* [Problem statement] Rewrite every one of the following entries, substituting "in this image" for each occurrence of "in this picture" and keeping everything else the same. Omit the pictures from your rewritten version.

* [Dataset rows]
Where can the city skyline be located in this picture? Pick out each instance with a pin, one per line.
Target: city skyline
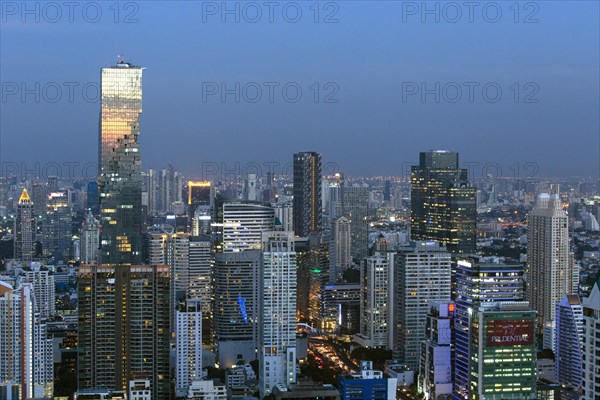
(370, 108)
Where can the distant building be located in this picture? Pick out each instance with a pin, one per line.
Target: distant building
(443, 202)
(436, 361)
(550, 274)
(367, 384)
(569, 338)
(26, 369)
(590, 349)
(25, 228)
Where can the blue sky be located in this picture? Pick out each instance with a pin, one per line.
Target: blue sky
(369, 61)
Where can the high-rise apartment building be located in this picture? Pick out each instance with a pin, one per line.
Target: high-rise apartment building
(237, 302)
(503, 352)
(423, 273)
(476, 284)
(123, 328)
(591, 345)
(437, 352)
(307, 193)
(550, 274)
(25, 228)
(569, 338)
(377, 305)
(277, 330)
(119, 162)
(56, 227)
(443, 202)
(26, 369)
(89, 238)
(188, 346)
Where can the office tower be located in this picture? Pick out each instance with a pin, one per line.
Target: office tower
(39, 197)
(236, 310)
(367, 384)
(93, 198)
(26, 369)
(423, 274)
(151, 185)
(244, 223)
(250, 189)
(119, 162)
(443, 202)
(90, 239)
(355, 207)
(42, 283)
(377, 307)
(503, 351)
(170, 183)
(284, 214)
(343, 243)
(200, 203)
(591, 347)
(437, 352)
(277, 348)
(479, 283)
(307, 193)
(25, 230)
(56, 227)
(123, 327)
(188, 345)
(569, 337)
(549, 275)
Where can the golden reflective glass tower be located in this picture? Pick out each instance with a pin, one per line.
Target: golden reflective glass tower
(119, 164)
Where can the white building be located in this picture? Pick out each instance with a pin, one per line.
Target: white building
(44, 289)
(568, 337)
(188, 346)
(550, 274)
(207, 390)
(435, 363)
(277, 349)
(424, 274)
(25, 352)
(376, 303)
(244, 223)
(591, 348)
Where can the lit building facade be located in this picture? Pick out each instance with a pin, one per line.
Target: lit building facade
(277, 347)
(443, 202)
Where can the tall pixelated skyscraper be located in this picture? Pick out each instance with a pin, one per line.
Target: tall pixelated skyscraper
(307, 194)
(24, 228)
(443, 202)
(120, 183)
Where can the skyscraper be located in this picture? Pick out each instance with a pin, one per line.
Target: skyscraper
(56, 227)
(423, 274)
(476, 284)
(549, 270)
(569, 338)
(307, 193)
(26, 369)
(119, 181)
(123, 328)
(443, 202)
(188, 338)
(590, 349)
(277, 347)
(24, 228)
(90, 239)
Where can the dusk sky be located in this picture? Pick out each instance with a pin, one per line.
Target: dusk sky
(373, 61)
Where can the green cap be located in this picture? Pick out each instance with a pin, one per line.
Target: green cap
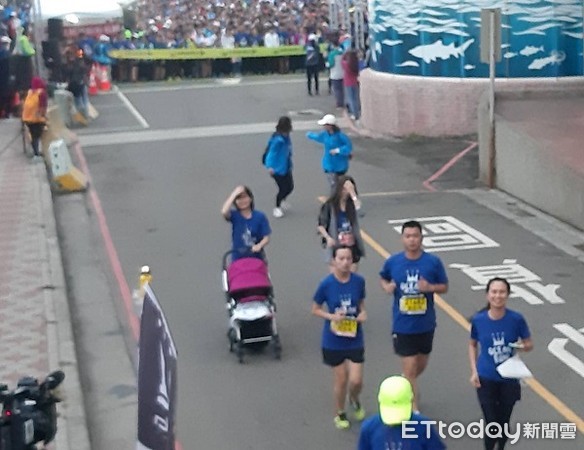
(395, 400)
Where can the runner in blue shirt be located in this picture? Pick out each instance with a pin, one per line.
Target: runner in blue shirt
(250, 228)
(343, 292)
(496, 334)
(397, 427)
(412, 277)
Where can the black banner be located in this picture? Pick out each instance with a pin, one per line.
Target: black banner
(157, 379)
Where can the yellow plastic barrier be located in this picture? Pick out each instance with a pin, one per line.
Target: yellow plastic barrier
(66, 176)
(209, 53)
(56, 128)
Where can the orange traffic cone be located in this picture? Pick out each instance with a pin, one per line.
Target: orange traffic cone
(16, 104)
(92, 82)
(104, 82)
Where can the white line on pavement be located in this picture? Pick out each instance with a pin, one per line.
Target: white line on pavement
(132, 108)
(181, 87)
(187, 133)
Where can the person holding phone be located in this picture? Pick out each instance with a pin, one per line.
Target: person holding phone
(497, 333)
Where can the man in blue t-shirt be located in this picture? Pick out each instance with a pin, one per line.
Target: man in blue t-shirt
(397, 427)
(343, 293)
(413, 277)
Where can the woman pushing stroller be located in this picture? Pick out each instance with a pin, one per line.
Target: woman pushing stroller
(250, 228)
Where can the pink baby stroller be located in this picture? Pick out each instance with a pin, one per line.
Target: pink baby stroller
(252, 311)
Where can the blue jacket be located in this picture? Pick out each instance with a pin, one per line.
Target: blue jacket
(279, 157)
(338, 163)
(100, 54)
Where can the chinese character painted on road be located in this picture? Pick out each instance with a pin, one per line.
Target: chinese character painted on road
(446, 233)
(557, 347)
(526, 284)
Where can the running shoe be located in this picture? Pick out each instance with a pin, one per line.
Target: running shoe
(341, 421)
(358, 410)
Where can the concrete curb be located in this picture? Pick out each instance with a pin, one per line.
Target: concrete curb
(363, 132)
(72, 422)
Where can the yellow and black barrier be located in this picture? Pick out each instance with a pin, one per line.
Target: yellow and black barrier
(209, 53)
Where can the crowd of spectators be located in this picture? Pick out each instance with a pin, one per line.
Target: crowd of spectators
(16, 51)
(244, 23)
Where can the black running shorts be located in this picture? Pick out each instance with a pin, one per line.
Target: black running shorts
(335, 358)
(413, 344)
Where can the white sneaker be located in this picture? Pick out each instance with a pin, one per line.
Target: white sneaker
(278, 213)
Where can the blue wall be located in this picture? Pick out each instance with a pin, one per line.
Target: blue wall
(442, 37)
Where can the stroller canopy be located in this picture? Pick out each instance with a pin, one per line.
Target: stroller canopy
(248, 273)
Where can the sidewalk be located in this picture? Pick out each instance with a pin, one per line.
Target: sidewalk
(36, 334)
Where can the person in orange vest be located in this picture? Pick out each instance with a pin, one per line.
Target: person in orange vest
(34, 112)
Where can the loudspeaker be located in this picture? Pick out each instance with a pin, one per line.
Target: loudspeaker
(52, 52)
(55, 29)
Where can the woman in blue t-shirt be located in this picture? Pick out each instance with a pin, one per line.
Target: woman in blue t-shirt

* [Response to the exercise]
Where can the city skyline be located in this image? Pick out each instance with a pin, one per line.
Target: city skyline
(370, 108)
Where can the distant building be located in this image? Pick out each instance with a pin, one per line.
Target: distant building
(443, 202)
(436, 361)
(550, 274)
(367, 384)
(569, 338)
(26, 369)
(590, 349)
(25, 228)
Where can the blue sky be located in this image? Pick out each instance with a pin, one per line.
Target: blue sky
(369, 61)
Where can the high-rise apartment building be located in this image? Pick out each instance with a pin, one per line.
Target: high-rise apartment building
(237, 302)
(503, 352)
(423, 273)
(476, 284)
(123, 328)
(591, 345)
(437, 352)
(307, 193)
(550, 274)
(25, 228)
(569, 338)
(377, 305)
(277, 330)
(119, 162)
(56, 227)
(443, 202)
(26, 369)
(89, 238)
(188, 346)
Where can the office tower be located in this image? Pick out each instance with a pin, one per line.
Target: office tower
(39, 197)
(236, 310)
(367, 384)
(93, 198)
(26, 369)
(423, 274)
(151, 185)
(244, 223)
(250, 189)
(119, 162)
(443, 202)
(90, 239)
(355, 207)
(42, 283)
(377, 307)
(503, 351)
(170, 183)
(284, 214)
(343, 243)
(200, 203)
(591, 347)
(437, 352)
(277, 348)
(479, 283)
(307, 193)
(25, 230)
(56, 227)
(123, 327)
(188, 345)
(569, 337)
(549, 275)
Where can the golden reflective glass tower be located in this image? Pick out each instance with a pin, one per line.
Target: golden reflective glass tower
(119, 164)
Where can the white building be located in this image? Pick out each instance with a pin, one per line.
Target: white building
(44, 289)
(568, 337)
(188, 346)
(550, 274)
(207, 390)
(435, 363)
(277, 349)
(424, 274)
(25, 352)
(376, 303)
(244, 223)
(591, 348)
Where can the lit building facade be located in this image? Pick out each instance with a pin, one per line.
Target: lit building facade
(277, 347)
(443, 202)
Where can the tall pixelated skyscraper be located in this image? Pick out each instance with a pin, one per line.
Target: tall pixelated skyscraper
(307, 194)
(24, 228)
(443, 202)
(120, 183)
Where can the skyscraper be located in this image? Pick out each instance with a pin, one per line.
Target: skyscraper
(56, 227)
(423, 274)
(476, 284)
(549, 270)
(569, 338)
(307, 193)
(26, 369)
(119, 181)
(123, 328)
(443, 202)
(188, 338)
(590, 349)
(277, 347)
(24, 228)
(90, 239)
Where can the dusk sky be located in this image? Pick out each instance with a pin, one per line.
Target: dusk sky
(373, 61)
Where can the green cap be located in this image? Pick out each instance with a pin, one per line.
Target: green cap
(395, 400)
Where can the runner in blue shirt be located in this image? Pick out each instance with a pin, one per line.
Target: runner in blue shirt
(250, 228)
(343, 292)
(496, 334)
(397, 427)
(412, 277)
Where can the black banner be located in this image? Pick out each instance with a pin, one per line.
Target: black banner
(157, 379)
Where can the yellow plastic barrier be located in this image? Pick out each instance with a pin, one per line.
Target: yellow plastic barrier
(66, 176)
(209, 53)
(56, 128)
Where can the orange traffic cone be located in this image? Pick out each instance with a pin, one per line.
Target: orange traffic cone
(16, 104)
(92, 82)
(104, 82)
Where can the white line on pavement be located in this image? Pick out each instance with a pin, one per line.
Target: white line on pavement
(132, 108)
(181, 87)
(187, 133)
Where can the person holding phone be located in this image? Pick out each instance with a pin, one per line.
Target: person holding phone
(497, 333)
Where can the man in blue t-shirt be located in this image? Pick out each instance with a pin, one per line.
Target: man in blue t-shirt
(397, 427)
(343, 293)
(413, 277)
Where can the woman pushing stroller be located in this image? Pick out each instance with a pin, one per line.
Target: woman pushing stroller
(250, 228)
Where can the pink baby stroller be located in this image? Pick out each instance with a pin, one per line.
Target: pink baby stroller
(252, 311)
Where can the blue jacket be located in this image? Pick out each instance with a pin, one per line.
Target: blue jacket
(279, 157)
(338, 163)
(100, 54)
Where can the chinese character painted on road be located in this image? Pick out each instance with a pin, one per line.
Target: chinese character painted on road
(446, 233)
(557, 347)
(526, 284)
Where can the running shoe be located in this image? Pick out each instance with a pin, one per line.
Target: running shoe
(341, 421)
(358, 410)
Where can the concrete curb be located in this image? Pick out each instance with a pin, one per line.
Target: concrete curb
(363, 132)
(72, 422)
Where can the yellow and black barrier be located in this image? Pick out each instance with a pin, one per line.
Target: yellow and black barrier
(209, 53)
Where can the crowd of spectators be located in this image? Pick out each instance with a pin, one per line.
Target: crowd of spectators
(16, 51)
(244, 23)
Where can the black running shorts be located in this image? Pick out each instance with a pin, one per line.
Target: black running shorts
(335, 358)
(413, 344)
Where can the white sneaker be located in this image? Pick out each instance with a pin, one per line.
Target: white sneaker
(278, 213)
Where can the blue wall be located in this image? Pick out each instance with a pin, one per line.
Target: blue wall
(442, 37)
Where can the stroller canopy be located in this image? Pick out each instance with a pin, one per line.
Target: stroller canopy
(248, 273)
Where can the sidewalk be located in this image? Pick out each instance with a pin, one per line.
Target: sidewalk
(36, 334)
Where can the person in orange vest be located in this image? Pick out each instance with a pin, one per line.
Target: person in orange vest
(34, 112)
Where can the loudspeaker be located in this image? Pick out each instance with a pin, one per line.
Target: loudspeaker
(52, 52)
(55, 29)
Where can the woman in blue t-shirt be located in this image? Pick out each instance with a pin, one per line.
Target: woman in blue t-shirt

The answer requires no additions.